JOUW OPDRACHT: Zoek alstublieft elke regel in de records waarin het woord "mountain" voorkomt en neem die regels letterlijk over. Hoofdletters en kleine letters tellen mee.

*** VERZAMELING RECORDS ***

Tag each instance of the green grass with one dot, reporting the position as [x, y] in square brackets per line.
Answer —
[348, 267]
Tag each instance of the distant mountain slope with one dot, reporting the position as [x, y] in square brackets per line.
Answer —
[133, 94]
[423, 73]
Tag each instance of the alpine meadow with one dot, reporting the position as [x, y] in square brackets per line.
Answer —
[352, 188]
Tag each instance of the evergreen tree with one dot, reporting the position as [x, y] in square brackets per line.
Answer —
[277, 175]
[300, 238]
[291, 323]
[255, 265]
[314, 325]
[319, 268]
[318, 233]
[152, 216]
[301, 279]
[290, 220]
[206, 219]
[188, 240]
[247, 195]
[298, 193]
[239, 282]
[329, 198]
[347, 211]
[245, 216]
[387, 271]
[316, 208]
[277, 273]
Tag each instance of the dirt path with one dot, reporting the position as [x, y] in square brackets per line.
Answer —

***
*** VERZAMELING RECORDS ***

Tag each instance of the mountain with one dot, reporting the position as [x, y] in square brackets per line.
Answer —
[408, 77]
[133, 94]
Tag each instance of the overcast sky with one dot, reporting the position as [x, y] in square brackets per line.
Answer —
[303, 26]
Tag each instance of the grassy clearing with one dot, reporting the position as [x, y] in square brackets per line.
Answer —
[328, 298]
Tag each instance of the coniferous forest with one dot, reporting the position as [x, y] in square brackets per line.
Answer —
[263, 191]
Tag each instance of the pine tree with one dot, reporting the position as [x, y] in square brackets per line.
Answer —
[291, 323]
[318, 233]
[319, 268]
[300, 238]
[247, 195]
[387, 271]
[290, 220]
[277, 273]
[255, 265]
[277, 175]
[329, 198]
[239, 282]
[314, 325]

***
*** VERZAMELING RECORDS ***

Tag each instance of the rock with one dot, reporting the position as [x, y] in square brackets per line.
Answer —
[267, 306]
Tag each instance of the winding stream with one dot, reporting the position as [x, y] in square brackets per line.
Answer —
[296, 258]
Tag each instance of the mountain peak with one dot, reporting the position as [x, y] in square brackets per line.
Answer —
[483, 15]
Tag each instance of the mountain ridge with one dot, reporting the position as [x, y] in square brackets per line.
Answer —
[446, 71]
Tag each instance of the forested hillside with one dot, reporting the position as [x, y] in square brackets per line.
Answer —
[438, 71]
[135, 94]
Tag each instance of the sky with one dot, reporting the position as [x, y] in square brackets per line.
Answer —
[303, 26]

***

OPLOSSING:
Tag each instance of the distant mountain slope with one dot, reporting the position as [x, y] in square brackets per line.
Tag each instance of the mountain with one dot, reporting the position as [x, y] in square brackets per line.
Tag each instance of the mountain peak with one dot, reporting the position as [x, y] in square brackets per line.
Tag each instance of the mountain ridge with one dot, reporting the position as [x, y] in square brackets per line.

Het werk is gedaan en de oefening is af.